_Job_
Only those lines running from the line that contains "Mark one point per instance of the black leggings" through the end of the material are to be written out, each exactly as shown.

_Supplied records_
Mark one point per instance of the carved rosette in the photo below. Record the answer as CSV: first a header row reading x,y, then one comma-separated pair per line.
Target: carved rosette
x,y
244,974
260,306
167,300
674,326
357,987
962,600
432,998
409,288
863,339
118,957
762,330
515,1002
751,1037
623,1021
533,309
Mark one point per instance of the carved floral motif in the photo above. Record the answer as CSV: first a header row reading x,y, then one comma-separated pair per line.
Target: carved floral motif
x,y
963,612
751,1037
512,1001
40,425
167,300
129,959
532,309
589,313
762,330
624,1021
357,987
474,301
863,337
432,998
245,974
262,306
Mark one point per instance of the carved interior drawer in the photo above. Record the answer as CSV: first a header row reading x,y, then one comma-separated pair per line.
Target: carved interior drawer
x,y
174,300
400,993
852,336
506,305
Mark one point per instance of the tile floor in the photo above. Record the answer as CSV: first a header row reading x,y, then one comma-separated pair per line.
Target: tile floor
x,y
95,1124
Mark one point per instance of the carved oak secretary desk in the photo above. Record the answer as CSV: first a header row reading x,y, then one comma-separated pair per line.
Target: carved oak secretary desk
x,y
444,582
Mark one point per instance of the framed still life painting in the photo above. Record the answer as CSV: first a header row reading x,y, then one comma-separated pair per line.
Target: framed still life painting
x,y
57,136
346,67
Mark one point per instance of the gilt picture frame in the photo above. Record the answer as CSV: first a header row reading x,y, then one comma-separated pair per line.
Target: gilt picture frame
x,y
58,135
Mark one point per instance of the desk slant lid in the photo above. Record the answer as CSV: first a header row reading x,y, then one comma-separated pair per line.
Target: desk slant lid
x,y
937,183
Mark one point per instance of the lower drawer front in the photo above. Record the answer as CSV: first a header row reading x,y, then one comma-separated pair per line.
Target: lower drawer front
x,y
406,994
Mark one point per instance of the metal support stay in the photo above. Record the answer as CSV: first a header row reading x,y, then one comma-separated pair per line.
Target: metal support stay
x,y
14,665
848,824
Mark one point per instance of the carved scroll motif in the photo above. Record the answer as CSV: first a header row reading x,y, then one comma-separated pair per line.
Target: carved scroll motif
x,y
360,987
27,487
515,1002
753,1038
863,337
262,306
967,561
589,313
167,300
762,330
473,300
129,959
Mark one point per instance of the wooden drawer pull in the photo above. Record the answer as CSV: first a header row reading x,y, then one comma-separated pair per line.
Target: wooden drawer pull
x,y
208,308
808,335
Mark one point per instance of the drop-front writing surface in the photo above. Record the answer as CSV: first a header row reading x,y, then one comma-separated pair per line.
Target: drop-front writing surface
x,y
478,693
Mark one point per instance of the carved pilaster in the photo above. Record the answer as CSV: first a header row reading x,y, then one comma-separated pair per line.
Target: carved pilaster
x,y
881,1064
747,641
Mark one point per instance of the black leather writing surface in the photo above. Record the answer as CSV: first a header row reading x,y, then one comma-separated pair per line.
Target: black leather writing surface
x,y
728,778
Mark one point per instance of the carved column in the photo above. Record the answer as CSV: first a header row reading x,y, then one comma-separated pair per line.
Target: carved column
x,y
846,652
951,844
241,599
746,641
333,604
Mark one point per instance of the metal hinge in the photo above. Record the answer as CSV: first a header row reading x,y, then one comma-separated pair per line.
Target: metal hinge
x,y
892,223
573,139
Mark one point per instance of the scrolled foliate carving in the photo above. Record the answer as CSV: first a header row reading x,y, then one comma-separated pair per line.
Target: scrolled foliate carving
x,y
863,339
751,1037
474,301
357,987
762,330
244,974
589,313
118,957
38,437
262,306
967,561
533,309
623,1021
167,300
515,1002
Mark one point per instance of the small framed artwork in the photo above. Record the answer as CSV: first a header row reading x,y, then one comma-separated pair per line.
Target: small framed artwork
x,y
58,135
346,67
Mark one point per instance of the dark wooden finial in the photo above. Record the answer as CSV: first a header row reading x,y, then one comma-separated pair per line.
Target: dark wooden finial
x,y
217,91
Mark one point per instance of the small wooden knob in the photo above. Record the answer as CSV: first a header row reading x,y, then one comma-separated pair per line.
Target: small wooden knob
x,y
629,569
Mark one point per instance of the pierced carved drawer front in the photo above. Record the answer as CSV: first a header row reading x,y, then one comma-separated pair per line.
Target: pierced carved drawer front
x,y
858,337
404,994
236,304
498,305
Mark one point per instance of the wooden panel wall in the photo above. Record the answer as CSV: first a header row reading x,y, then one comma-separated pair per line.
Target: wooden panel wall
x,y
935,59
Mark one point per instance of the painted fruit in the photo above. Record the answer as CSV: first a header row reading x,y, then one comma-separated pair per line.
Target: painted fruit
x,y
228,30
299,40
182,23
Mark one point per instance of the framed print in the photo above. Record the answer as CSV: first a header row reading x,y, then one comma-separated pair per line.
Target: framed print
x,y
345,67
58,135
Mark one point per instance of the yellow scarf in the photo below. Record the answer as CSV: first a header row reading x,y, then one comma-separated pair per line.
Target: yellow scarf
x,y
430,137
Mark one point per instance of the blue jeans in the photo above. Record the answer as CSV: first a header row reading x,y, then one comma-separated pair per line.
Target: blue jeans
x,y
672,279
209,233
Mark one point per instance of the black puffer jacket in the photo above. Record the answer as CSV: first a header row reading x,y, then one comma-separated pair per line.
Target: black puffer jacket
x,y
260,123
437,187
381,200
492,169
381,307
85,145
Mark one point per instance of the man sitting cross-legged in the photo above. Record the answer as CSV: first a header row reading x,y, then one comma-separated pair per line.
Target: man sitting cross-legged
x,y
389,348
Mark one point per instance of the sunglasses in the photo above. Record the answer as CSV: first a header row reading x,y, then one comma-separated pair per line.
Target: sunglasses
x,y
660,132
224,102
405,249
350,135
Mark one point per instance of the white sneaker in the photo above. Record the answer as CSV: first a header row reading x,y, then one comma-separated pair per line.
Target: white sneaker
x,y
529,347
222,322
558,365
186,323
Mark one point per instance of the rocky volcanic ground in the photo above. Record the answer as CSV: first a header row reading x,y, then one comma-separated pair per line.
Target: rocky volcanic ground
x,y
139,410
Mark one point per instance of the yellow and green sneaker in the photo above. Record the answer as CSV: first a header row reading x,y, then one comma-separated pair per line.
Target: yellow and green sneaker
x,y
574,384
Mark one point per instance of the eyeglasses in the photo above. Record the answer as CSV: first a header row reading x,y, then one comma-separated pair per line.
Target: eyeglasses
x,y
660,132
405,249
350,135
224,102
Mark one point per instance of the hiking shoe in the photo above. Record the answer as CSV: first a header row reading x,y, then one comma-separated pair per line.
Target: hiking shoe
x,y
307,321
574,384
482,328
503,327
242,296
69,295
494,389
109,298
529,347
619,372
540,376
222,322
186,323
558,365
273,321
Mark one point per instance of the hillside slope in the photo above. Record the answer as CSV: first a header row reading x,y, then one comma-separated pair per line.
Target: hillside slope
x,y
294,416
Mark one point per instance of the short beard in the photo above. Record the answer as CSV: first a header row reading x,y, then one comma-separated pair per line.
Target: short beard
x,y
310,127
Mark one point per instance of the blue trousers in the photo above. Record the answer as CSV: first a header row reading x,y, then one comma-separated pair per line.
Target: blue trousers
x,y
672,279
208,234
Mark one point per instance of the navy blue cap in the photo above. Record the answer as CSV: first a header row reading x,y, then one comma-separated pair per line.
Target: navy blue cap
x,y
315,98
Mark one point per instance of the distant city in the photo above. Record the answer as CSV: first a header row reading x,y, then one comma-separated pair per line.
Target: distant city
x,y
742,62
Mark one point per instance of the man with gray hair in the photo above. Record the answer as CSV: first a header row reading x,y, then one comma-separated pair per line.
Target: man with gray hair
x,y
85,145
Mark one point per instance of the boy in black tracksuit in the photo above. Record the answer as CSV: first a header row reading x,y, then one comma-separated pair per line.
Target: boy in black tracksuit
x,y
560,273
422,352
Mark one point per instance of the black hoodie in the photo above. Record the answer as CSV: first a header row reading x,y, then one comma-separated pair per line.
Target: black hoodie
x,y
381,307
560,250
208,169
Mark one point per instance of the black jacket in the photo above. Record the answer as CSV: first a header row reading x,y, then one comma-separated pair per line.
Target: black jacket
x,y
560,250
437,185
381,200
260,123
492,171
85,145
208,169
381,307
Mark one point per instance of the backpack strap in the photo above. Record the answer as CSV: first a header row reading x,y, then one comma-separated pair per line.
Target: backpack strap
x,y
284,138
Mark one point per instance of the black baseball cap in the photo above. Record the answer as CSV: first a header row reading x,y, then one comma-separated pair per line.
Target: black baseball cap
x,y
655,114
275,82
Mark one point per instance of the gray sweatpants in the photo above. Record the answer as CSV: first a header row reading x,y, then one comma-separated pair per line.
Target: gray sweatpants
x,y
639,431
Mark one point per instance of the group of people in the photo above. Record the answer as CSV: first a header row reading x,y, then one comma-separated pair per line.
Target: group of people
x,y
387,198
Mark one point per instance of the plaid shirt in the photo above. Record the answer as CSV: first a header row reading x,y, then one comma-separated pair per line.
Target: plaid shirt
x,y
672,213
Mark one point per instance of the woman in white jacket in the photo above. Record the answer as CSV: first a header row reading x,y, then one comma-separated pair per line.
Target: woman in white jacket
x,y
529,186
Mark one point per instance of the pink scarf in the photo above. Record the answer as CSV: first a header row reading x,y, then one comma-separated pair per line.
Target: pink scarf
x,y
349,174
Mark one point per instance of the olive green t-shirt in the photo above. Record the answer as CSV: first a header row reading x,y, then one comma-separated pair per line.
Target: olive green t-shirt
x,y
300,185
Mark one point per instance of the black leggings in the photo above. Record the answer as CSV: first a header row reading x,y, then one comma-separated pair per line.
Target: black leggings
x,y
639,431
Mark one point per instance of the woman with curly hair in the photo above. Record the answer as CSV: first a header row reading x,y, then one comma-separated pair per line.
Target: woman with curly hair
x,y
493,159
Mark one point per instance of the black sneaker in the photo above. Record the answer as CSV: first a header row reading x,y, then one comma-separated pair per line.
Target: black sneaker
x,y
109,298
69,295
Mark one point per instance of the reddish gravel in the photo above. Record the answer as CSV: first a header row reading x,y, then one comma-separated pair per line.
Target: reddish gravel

_Finished task_
Mark one point per instance of the black leggings in the photo above. Record the answer as CSV: first a header row reading x,y, then one comma-separated pair per line.
Target: black leggings
x,y
639,431
Mark one point per instance of the woman with curly hair in the photo above. Record the answer as CSV: first a header row reading x,y, then one comma-separated pair per line.
Target: woman with curly hair
x,y
493,159
Mark one point per instance of the black sneaker in the photo above. Record the answer as CSV: first a header row reading x,y, then one comma-separated pair per line.
Target: black sneaker
x,y
109,298
69,295
Mark one point per instance of the reddish gravel in the photo above. Record the answer as CSV: first a header row reading x,y, then one comma-separated pair per line.
Target: reddish gravel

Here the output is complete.